begin Dataset entries

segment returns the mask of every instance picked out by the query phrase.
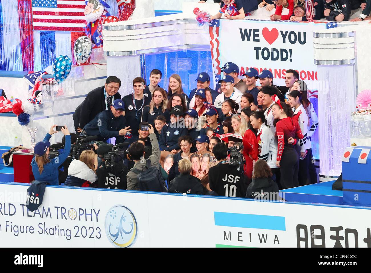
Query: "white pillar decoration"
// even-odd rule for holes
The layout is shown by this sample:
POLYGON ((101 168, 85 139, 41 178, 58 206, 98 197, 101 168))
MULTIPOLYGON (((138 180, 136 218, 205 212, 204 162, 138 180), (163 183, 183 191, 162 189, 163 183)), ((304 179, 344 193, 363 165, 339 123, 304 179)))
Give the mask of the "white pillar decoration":
POLYGON ((355 102, 354 65, 318 65, 319 176, 333 180, 341 173, 341 158, 350 145, 350 113, 355 102))
POLYGON ((107 75, 116 76, 121 80, 119 92, 121 96, 132 94, 132 81, 141 76, 140 57, 131 56, 107 56, 107 75))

end Dataset entries

→ **Exercise description**
Update the rows above by changing every "mask" to "outline" and keeping the rest the same. Leave the pictures out.

→ **Result**
segment returns the outline of every instance picked out by the query phrase.
Query: "white pillar decoration"
// even-odd rule for holes
The layout is shown by this sample:
POLYGON ((101 168, 85 139, 41 178, 58 206, 98 197, 101 168))
MULTIPOLYGON (((138 180, 136 218, 205 212, 204 162, 138 180), (163 183, 183 191, 162 189, 163 183)), ((304 179, 344 193, 363 165, 339 123, 304 179)))
Give the outline of the "white pillar decoration":
POLYGON ((355 102, 354 65, 318 65, 319 176, 333 180, 341 173, 341 158, 350 145, 350 113, 355 102))
POLYGON ((107 75, 116 76, 121 80, 119 92, 121 96, 132 94, 132 81, 141 76, 140 57, 131 56, 107 56, 107 75))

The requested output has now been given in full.